**Work item**
Repeat the listing below in full, keeping every character as it is.
━━━━━ Raw data ━━━━━
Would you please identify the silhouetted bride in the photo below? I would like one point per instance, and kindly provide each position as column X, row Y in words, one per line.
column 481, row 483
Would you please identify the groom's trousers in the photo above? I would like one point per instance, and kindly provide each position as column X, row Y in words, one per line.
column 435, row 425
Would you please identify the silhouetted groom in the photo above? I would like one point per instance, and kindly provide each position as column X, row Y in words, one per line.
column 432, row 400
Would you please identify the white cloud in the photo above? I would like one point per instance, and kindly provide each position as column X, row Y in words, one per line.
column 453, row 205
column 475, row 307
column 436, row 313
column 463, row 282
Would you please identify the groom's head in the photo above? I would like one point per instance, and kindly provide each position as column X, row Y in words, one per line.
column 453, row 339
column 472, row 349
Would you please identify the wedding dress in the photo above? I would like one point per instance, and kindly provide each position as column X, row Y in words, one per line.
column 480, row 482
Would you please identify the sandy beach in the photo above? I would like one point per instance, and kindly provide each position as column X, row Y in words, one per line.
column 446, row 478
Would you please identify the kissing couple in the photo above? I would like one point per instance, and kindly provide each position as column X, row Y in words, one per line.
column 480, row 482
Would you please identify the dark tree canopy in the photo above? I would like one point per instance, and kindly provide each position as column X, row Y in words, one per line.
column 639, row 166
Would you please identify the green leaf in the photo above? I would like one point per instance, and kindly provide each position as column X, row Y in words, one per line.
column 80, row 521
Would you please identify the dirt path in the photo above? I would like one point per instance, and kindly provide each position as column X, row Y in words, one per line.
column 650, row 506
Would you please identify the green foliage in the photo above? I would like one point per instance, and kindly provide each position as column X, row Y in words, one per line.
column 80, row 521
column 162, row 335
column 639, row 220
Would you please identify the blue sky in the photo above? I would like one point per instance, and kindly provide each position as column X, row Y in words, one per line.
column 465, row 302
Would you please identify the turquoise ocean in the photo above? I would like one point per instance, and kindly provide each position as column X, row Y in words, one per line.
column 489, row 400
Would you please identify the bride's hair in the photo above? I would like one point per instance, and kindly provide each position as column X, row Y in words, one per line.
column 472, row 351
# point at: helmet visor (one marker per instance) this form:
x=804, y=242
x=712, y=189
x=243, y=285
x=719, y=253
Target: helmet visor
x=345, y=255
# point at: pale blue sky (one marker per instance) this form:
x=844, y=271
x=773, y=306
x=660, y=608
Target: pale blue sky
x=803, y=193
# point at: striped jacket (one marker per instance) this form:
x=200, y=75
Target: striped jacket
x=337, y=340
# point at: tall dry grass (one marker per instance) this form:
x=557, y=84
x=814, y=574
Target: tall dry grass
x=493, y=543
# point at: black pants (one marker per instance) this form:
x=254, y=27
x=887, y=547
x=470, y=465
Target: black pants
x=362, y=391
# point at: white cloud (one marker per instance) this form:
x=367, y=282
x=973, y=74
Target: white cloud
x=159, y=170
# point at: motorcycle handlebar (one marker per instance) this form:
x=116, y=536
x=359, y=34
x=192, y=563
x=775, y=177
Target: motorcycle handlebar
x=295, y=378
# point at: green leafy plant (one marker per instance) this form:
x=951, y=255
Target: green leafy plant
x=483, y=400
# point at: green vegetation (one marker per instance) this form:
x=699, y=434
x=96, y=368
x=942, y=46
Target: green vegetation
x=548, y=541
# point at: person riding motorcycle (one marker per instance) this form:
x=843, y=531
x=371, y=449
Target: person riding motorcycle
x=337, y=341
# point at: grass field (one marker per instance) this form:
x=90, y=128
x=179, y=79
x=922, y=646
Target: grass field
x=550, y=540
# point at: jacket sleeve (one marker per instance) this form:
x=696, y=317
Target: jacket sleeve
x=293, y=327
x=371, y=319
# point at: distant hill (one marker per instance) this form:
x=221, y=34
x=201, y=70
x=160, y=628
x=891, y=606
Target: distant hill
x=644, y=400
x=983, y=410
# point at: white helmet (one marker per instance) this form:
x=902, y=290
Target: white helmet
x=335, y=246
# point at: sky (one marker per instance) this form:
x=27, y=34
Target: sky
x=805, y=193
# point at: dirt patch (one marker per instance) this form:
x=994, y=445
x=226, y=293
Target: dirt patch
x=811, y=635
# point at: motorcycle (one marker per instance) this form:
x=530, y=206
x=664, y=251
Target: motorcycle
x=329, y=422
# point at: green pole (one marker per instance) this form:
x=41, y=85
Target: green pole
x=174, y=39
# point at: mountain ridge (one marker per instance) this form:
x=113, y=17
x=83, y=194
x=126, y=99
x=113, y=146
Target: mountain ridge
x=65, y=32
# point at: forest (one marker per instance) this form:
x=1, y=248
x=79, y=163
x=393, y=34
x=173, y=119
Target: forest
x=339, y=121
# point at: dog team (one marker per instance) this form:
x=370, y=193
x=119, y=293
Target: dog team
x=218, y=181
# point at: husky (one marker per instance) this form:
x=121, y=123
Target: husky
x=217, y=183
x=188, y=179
━━━━━
**Answer space**
Would you please identify the silhouetted bride in the photo below? I would like one point per instance, and kindly provide each position as column X, row Y in words, one per line.
column 481, row 483
Would you please identify the groom's trousers in the photo above? I would like one point per instance, and kindly provide each position as column X, row Y in words, one per line.
column 435, row 425
Would you please identify the silhouetted groom in the photo above? I would like one point per instance, and kindly provide each position as column X, row Y in words, one per line.
column 432, row 400
Would you please identify the white cloud in the photo above? I would like one point per instance, and kindly provide each position as column X, row Y in words, one per line.
column 453, row 205
column 475, row 307
column 436, row 313
column 463, row 282
Would you please identify the groom's head in the photo above? I would like one point per instance, and kindly provide each position as column X, row Y in words, one per line.
column 453, row 339
column 472, row 349
Would you please identify the wedding dress in the photo above? I would like one point per instance, and kindly provide each position as column X, row Y in words, one per line.
column 480, row 482
Would you please identify the sandy beach in the photo above? I would like one point per instance, and kindly provide each position as column X, row Y in words, one per line.
column 446, row 478
Would you please identify the kissing couple in the photo above? I would like one point per instance, and kindly provide each position as column X, row Y in words, one per line.
column 480, row 482
Would you please identify the dark tree canopy in the photo above? I would like one point per instance, and kindly provide each position as column X, row Y in words, one per line.
column 639, row 166
Would you please identify the green leaf in the photo above? I would like one point per instance, and kindly provide each position as column X, row Y in words, one per line.
column 80, row 521
Would you please identify the dirt path in the photo above? I would like one point per instance, and kindly provide each position as column X, row Y in words, one per line.
column 650, row 506
Would you please identify the green foliage in the photo above? I would like one point per instance, and kindly provide each position as column X, row Y in words, one per line.
column 80, row 521
column 162, row 335
column 639, row 220
Would you please identify the blue sky in the photo above? I would like one point per instance, and kindly provide each position as column X, row Y in words, one per line.
column 465, row 302
Would you please identify the turquoise ocean in the photo above? I would like one point per instance, and kindly provide each position as column X, row Y in words, one per line.
column 489, row 400
Would you please identify the bride's hair in the photo above? I would like one point per instance, and kindly provide each position as column X, row Y in words, one per line.
column 472, row 351
# point at: helmet visor (one marker per instance) this form:
x=804, y=242
x=712, y=189
x=243, y=285
x=719, y=253
Target: helmet visor
x=345, y=255
# point at: pale blue sky (one marker per instance) this form:
x=844, y=271
x=773, y=306
x=660, y=608
Target: pale blue sky
x=803, y=193
# point at: striped jacket (one marker per instance) this form:
x=200, y=75
Target: striped jacket
x=337, y=340
# point at: tall dry grass (one marker per instance) this form:
x=557, y=84
x=814, y=574
Target: tall dry grass
x=493, y=543
# point at: black pants (one marker per instance) this form:
x=254, y=27
x=887, y=547
x=470, y=465
Target: black pants
x=362, y=391
# point at: white cloud (one marker per instance) this form:
x=367, y=282
x=973, y=74
Target: white cloud
x=159, y=170
# point at: motorcycle handlebar (one marker per instance) this form:
x=116, y=536
x=359, y=34
x=192, y=563
x=775, y=177
Target: motorcycle handlebar
x=295, y=378
# point at: green leafy plant (one marker per instance) this form:
x=951, y=255
Target: green leafy plant
x=483, y=400
# point at: green vegetation (one marker per instance) this form:
x=699, y=434
x=96, y=368
x=942, y=46
Target: green vegetation
x=548, y=541
# point at: person riding motorcycle (one marker per instance) this form:
x=843, y=531
x=371, y=449
Target: person riding motorcycle
x=337, y=341
# point at: grass field (one marker per instance) this form:
x=90, y=128
x=179, y=79
x=922, y=646
Target: grass field
x=550, y=540
# point at: jacket sleeve (one marker per instance) this form:
x=696, y=317
Target: jacket sleeve
x=293, y=327
x=371, y=319
# point at: distant hill (one marker per instance) this form:
x=221, y=34
x=201, y=70
x=160, y=628
x=891, y=606
Target: distant hill
x=644, y=400
x=983, y=410
# point at: white helmet (one marker per instance) this form:
x=902, y=290
Target: white helmet
x=335, y=246
# point at: sky (one marker per instance) this form:
x=27, y=34
Target: sky
x=805, y=193
# point at: dirt patch (one marker per instance) this form:
x=994, y=445
x=226, y=293
Target: dirt patch
x=811, y=635
# point at: motorcycle (one marker per instance) this form:
x=530, y=206
x=664, y=251
Target: motorcycle
x=329, y=422
# point at: green pole (one marker per instance) this form:
x=41, y=85
Target: green pole
x=174, y=39
# point at: mountain ridge (one marker per instance) this form:
x=113, y=17
x=83, y=194
x=126, y=99
x=113, y=146
Target: mountain ridge
x=65, y=32
# point at: forest (one marker per instance) this form:
x=1, y=248
x=79, y=163
x=393, y=34
x=173, y=119
Target: forest
x=339, y=121
# point at: dog team (one marker per instance) this form:
x=370, y=193
x=119, y=293
Target: dog team
x=218, y=181
# point at: husky (one marker per instance) this form:
x=121, y=123
Target: husky
x=217, y=183
x=188, y=179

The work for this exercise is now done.